** START OF SELECTED TEXT **

In contrast, Caid teaches a system and method for generating context vectors. Caid 
begins by selecting the dimension for the context vectors: Caid recommends 200 or more 
components, and this number is fixed in advance. Caid then generates random numbers to 
initialize the components of the context vectors: in other words, the context vectors are 
generated randomly. 

Caid then works through the words in the documents one by one. Applying the 
appropriate learning laws, Caid adjusts the context vectors to account for the "importance** of 
a word and its neighbor. In this way, Caid produces vectors that, in the end, reflect the 
context of the words the vectors represent. The document can then be represented by a 
summary vector, which somehow combines the significance of the context vectors for the 
individual words.

** END OF SELECTED TEXT **
** START OF DATA EXTRACT **

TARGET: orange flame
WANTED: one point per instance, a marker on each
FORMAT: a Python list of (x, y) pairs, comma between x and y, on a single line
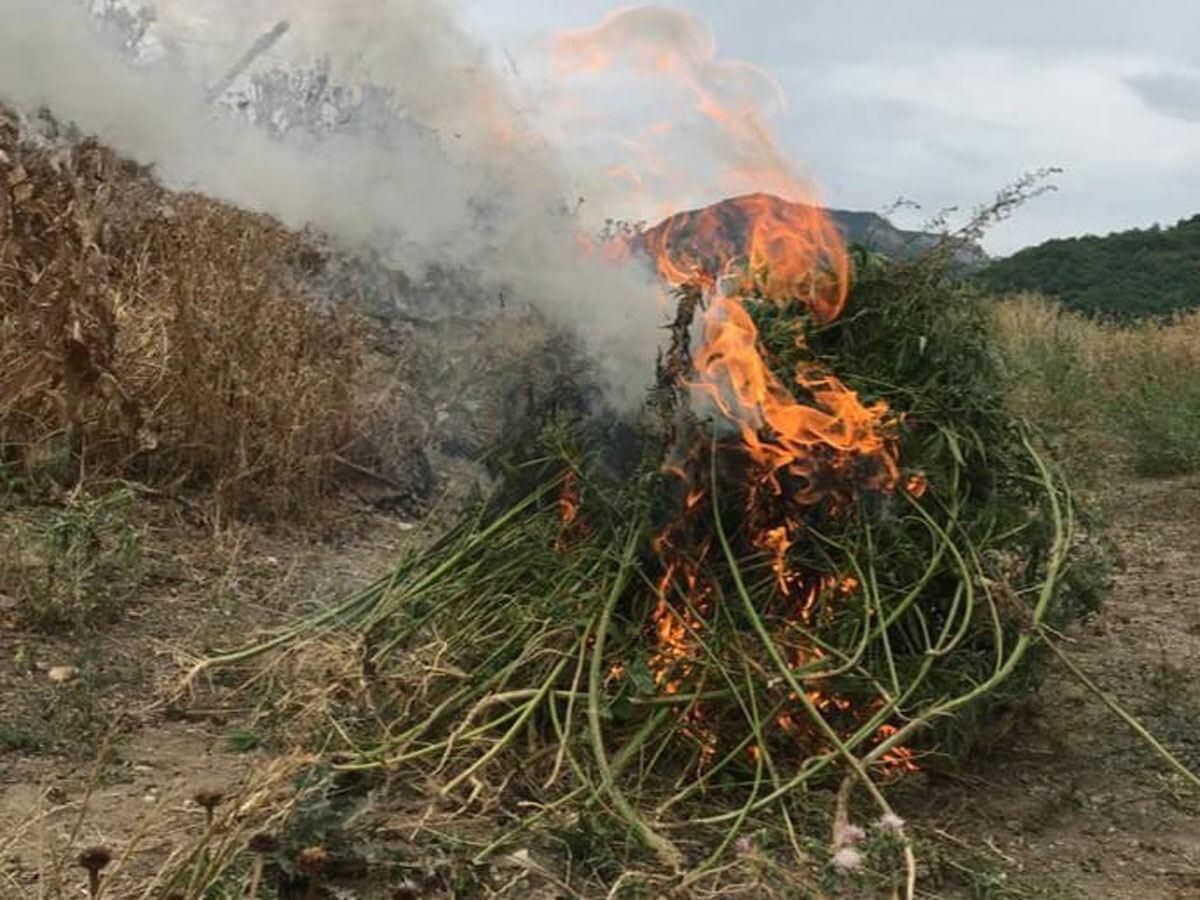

** END OF DATA EXTRACT **

REQUIRED TASKS:
**A.** List, in order, the steps Caid performs according to the passage on Caid's context-vector method.
**B.** In the passage on Caid's context-vector method, how many components does Caid recommend for the context vectors?
**C.** Write the next few sentences of the passage on Caid's method for generating context vectors, picking up after its final sentence.

EXPECTED ANSWERS:
**A.**
1. Selects the dimension for the context vectors.
2. Generates random numbers to initialize the components of the context vectors.
3. Works through the words in the documents one by one.
4. Applies the appropriate learning laws to adjust the context vectors so they account for the importance of a word and its neighbor.

**B.** Caid recommends 200 or more components.

**C.**
The problem with Caid as a reference stems from the fact that Caid uses a particular 
technique to generate the context vectors; this technique differs greatly from that used in the 
claimed invention. As discussed above, Caid starts by generating random context vectors, 
expecting that the dot product of any pair will be close to zero (signifying that there is no 
relationship between the words represented by the context vectors). The context vectors are 
then changed slowly as the documents are analyzed, to adjust the context vectors to their final 
values.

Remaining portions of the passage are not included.